[Object location annotation data]

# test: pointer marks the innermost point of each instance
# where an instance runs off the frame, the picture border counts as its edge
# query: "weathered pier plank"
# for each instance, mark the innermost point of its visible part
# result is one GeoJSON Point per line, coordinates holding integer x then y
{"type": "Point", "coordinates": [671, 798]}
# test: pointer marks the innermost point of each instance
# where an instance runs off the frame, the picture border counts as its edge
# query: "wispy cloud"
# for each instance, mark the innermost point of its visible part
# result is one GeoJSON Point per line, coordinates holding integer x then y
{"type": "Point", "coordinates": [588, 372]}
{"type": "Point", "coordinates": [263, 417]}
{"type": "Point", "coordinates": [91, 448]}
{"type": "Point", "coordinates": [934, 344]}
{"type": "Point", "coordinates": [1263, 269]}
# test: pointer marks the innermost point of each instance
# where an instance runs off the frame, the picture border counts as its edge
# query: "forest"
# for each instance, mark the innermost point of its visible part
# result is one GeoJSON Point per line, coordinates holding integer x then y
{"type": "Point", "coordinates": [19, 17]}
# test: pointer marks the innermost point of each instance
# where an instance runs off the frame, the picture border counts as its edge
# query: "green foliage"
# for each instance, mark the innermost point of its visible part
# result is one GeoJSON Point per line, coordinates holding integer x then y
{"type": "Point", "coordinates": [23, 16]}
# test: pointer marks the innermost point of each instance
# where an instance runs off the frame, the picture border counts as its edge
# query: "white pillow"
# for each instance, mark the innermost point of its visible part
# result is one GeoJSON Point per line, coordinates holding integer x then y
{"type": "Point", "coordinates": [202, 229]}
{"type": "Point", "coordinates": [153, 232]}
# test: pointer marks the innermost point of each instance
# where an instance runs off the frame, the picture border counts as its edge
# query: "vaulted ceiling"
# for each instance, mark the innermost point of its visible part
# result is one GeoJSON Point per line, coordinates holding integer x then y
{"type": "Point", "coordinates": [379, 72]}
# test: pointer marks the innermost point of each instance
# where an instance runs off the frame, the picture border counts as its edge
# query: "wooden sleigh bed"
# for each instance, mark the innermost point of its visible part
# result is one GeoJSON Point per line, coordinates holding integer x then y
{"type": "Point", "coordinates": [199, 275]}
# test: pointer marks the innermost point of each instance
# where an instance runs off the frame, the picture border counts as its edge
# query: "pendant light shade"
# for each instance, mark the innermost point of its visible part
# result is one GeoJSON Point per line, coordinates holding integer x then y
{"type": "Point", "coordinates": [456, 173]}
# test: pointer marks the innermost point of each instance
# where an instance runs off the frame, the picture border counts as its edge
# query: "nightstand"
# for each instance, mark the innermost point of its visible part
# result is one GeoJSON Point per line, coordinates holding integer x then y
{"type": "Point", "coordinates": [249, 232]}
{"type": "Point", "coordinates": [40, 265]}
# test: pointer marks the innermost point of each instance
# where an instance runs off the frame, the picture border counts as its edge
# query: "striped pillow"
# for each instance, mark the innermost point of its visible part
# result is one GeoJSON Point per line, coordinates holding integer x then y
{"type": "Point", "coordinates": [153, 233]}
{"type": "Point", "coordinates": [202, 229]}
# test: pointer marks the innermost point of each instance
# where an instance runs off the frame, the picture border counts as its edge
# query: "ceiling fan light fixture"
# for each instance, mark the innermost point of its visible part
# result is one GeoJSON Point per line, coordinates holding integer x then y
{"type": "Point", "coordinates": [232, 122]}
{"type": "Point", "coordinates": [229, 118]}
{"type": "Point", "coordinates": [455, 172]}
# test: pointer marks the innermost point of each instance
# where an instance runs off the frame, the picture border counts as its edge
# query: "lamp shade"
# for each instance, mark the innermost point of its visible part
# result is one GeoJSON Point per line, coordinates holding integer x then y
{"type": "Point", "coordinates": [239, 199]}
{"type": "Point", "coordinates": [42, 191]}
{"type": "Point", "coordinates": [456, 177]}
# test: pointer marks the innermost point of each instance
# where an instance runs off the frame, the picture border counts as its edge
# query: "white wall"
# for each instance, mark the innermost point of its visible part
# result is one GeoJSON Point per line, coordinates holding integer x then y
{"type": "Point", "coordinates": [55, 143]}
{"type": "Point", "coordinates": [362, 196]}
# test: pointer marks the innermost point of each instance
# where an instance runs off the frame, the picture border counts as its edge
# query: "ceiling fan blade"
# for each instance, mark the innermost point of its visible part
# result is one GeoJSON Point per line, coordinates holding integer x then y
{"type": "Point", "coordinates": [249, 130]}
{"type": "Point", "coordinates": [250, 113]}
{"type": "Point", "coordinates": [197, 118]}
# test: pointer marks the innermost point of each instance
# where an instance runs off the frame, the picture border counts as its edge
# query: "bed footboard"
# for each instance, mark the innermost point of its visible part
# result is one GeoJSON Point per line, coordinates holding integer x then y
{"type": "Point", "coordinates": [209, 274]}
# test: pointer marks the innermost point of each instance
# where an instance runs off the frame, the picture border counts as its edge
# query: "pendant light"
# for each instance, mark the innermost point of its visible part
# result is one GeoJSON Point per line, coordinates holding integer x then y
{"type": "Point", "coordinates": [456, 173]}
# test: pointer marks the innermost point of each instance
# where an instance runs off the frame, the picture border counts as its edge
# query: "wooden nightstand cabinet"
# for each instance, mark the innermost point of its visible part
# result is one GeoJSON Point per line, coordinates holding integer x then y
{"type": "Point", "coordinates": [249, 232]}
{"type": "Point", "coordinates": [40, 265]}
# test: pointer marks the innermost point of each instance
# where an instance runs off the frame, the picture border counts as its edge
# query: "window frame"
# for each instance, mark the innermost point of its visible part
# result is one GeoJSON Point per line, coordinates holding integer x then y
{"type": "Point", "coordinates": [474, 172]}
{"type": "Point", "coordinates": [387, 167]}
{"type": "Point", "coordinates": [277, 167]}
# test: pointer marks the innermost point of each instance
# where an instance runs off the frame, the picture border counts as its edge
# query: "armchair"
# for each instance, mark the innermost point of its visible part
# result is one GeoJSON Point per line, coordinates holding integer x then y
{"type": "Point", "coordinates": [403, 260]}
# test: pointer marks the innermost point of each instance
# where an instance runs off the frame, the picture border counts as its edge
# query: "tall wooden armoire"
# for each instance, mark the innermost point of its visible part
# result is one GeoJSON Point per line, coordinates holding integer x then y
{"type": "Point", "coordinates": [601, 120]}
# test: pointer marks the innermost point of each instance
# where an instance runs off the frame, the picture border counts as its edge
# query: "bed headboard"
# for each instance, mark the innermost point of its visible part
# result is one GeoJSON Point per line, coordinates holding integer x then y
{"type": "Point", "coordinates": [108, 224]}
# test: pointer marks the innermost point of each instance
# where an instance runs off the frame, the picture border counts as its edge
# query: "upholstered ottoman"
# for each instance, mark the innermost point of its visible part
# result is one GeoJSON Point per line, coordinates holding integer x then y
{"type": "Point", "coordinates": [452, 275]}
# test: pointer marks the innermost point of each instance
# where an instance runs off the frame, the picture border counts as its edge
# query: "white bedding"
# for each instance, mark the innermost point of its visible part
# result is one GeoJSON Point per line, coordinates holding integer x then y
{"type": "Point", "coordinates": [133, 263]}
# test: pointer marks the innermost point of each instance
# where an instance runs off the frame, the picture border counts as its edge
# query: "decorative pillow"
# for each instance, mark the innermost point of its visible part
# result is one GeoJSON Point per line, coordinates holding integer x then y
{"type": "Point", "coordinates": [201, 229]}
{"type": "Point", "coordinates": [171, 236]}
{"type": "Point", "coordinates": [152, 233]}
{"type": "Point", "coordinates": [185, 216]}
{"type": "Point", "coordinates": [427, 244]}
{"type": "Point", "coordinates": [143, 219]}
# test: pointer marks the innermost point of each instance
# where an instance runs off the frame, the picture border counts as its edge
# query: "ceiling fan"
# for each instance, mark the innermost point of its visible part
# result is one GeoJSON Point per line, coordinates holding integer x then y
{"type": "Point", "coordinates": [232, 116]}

## PROBLEM TO WORK ON
Count the lines in the rows above that contain the string "pendant", matching case exactly, and give only the number.

## SOLVED PROBLEM
2